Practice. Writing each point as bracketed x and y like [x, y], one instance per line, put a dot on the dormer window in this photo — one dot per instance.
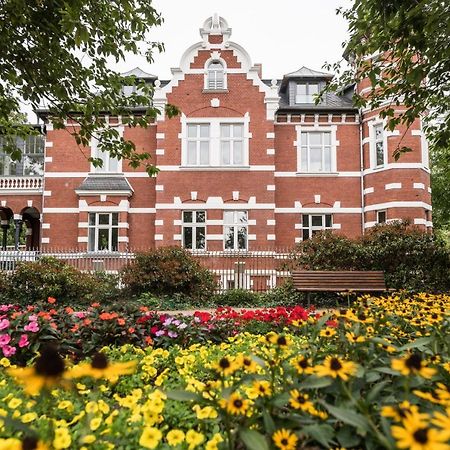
[215, 76]
[306, 92]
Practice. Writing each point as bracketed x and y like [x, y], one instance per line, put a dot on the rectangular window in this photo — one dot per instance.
[31, 163]
[235, 230]
[381, 216]
[306, 92]
[232, 144]
[198, 144]
[378, 133]
[315, 151]
[194, 230]
[313, 223]
[103, 232]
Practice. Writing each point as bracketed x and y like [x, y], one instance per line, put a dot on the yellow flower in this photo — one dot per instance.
[327, 332]
[300, 401]
[285, 439]
[46, 373]
[235, 404]
[334, 366]
[194, 439]
[100, 367]
[175, 437]
[412, 364]
[150, 437]
[62, 438]
[259, 388]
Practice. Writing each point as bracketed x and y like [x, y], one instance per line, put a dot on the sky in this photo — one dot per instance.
[283, 35]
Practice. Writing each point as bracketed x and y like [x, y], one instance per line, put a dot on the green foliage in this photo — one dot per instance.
[56, 52]
[33, 282]
[408, 44]
[165, 272]
[411, 259]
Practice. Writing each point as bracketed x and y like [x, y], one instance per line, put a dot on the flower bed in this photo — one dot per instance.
[375, 376]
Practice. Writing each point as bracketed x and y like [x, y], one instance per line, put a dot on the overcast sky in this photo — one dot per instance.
[283, 35]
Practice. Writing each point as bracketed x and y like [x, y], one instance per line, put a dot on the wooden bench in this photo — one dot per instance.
[338, 281]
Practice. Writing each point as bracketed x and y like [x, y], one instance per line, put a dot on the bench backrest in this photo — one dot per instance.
[323, 280]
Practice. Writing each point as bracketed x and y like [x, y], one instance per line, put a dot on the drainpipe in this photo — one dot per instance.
[361, 156]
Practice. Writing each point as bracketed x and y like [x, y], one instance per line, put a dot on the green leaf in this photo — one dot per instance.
[253, 440]
[350, 417]
[323, 434]
[314, 382]
[183, 396]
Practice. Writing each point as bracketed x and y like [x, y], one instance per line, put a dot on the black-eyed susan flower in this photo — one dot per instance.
[150, 437]
[46, 373]
[299, 400]
[235, 404]
[259, 388]
[175, 437]
[100, 367]
[412, 364]
[336, 367]
[302, 365]
[327, 332]
[285, 439]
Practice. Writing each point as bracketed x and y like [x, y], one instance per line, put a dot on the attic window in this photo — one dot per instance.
[306, 92]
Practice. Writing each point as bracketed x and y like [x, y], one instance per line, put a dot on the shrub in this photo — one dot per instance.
[411, 259]
[48, 277]
[167, 271]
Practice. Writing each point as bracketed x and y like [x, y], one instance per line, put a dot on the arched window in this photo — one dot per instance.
[215, 76]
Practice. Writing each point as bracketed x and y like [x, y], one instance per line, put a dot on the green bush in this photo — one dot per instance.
[411, 259]
[35, 281]
[167, 271]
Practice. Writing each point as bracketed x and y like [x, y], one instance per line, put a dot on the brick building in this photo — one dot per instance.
[250, 163]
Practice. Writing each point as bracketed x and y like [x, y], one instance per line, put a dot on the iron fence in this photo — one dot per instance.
[256, 270]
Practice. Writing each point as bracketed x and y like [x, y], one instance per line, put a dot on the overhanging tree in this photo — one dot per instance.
[403, 48]
[60, 53]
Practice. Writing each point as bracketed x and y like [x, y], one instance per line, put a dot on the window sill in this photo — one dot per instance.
[317, 174]
[214, 168]
[214, 91]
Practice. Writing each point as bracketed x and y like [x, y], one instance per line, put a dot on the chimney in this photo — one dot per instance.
[259, 68]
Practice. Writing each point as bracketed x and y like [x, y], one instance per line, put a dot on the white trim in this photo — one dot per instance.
[392, 186]
[389, 205]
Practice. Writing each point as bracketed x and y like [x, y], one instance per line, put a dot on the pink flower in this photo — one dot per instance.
[5, 339]
[23, 341]
[8, 350]
[32, 326]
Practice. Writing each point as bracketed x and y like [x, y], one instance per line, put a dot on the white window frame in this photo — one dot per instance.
[312, 227]
[236, 225]
[215, 151]
[105, 157]
[307, 95]
[97, 226]
[373, 149]
[194, 225]
[207, 70]
[334, 144]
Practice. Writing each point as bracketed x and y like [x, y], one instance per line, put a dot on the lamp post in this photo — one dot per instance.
[5, 227]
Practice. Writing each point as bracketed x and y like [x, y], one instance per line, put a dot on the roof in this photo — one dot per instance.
[105, 183]
[305, 72]
[139, 73]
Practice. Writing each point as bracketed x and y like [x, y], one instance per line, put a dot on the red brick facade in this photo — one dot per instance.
[264, 176]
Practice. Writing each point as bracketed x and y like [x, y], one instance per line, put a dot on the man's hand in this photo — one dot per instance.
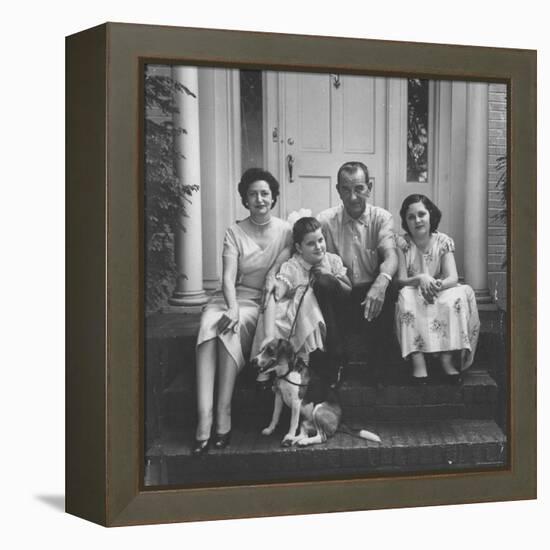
[229, 321]
[374, 300]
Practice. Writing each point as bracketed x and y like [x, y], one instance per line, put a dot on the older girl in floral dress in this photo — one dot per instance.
[434, 314]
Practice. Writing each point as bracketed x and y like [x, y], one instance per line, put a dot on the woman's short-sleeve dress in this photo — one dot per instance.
[253, 264]
[451, 323]
[309, 330]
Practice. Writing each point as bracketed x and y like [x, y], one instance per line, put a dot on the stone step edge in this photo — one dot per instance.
[394, 435]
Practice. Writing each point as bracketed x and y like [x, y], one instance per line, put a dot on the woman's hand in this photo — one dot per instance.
[269, 288]
[374, 300]
[229, 321]
[429, 287]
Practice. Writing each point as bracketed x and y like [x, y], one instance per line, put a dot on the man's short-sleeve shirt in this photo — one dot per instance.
[359, 242]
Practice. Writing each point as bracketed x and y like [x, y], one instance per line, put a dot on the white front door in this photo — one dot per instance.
[323, 121]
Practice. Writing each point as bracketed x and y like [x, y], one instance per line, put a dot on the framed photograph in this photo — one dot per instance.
[301, 274]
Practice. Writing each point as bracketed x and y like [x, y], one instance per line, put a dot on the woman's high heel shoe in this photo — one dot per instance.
[453, 379]
[221, 441]
[201, 447]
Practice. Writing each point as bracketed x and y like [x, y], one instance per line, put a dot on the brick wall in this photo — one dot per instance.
[497, 229]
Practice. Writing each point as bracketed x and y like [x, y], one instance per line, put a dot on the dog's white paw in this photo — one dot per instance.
[288, 440]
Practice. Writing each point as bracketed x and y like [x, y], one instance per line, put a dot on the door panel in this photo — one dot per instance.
[324, 125]
[314, 112]
[359, 115]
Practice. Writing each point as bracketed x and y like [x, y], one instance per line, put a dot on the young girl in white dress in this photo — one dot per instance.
[434, 314]
[293, 312]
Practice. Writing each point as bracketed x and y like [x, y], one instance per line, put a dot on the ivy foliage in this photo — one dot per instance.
[165, 194]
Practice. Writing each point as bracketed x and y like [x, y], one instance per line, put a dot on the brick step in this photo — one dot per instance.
[170, 345]
[407, 447]
[477, 397]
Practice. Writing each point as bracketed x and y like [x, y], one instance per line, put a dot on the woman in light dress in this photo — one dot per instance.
[252, 248]
[434, 314]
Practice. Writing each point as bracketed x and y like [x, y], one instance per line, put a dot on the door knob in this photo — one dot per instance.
[290, 164]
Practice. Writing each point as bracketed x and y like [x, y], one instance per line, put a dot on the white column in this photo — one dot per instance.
[476, 191]
[188, 242]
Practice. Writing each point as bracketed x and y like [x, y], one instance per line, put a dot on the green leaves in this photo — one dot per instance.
[165, 194]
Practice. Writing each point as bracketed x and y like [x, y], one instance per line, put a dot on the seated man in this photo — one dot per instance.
[362, 235]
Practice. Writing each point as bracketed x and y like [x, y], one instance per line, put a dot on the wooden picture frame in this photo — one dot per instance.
[104, 370]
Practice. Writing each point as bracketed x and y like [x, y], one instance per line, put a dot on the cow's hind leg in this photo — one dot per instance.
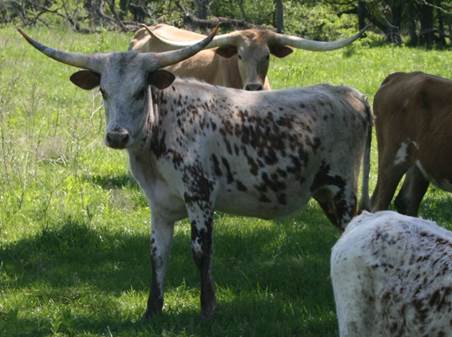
[161, 238]
[201, 219]
[338, 202]
[200, 213]
[413, 190]
[393, 162]
[353, 294]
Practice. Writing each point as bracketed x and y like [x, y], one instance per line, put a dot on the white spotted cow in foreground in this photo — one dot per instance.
[238, 59]
[194, 148]
[413, 122]
[392, 277]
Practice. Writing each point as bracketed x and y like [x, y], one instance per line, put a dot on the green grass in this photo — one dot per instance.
[74, 226]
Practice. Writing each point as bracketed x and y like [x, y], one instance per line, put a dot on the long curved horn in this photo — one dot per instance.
[218, 41]
[299, 42]
[91, 62]
[170, 57]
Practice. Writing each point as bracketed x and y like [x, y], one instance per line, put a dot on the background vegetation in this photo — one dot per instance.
[74, 227]
[426, 23]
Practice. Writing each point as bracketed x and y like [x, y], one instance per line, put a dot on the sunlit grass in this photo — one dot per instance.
[74, 226]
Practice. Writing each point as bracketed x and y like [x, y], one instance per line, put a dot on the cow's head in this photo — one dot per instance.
[125, 81]
[253, 47]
◇ ◇ ◇
_Required work:_ Copy out the lines of the listing word for word, starting at the line containing "on the long" and ending with the last line of the listing.

_Task solution:_
Practice. Writing each point as bracketed x and y like [x, y], one instance per line, put a dot on the long curved horn in this photo — one dot per instance.
[218, 41]
[299, 42]
[91, 62]
[170, 57]
Practice. Writing each point as bracketed x and y like [x, y], one instance per line, put a dot on the background vegetation in this photo — one dot per instance.
[74, 227]
[426, 23]
Practice. Writing each point as bracketed x and y like [x, y], one instance per line, put a dot on the sunlit grass in this photo — one dot per instance.
[74, 226]
Practice. Writing each point as bracketed x and y like [x, y], one instance per line, put a dot on the cow's head in this photo — one dot per instance.
[125, 81]
[253, 47]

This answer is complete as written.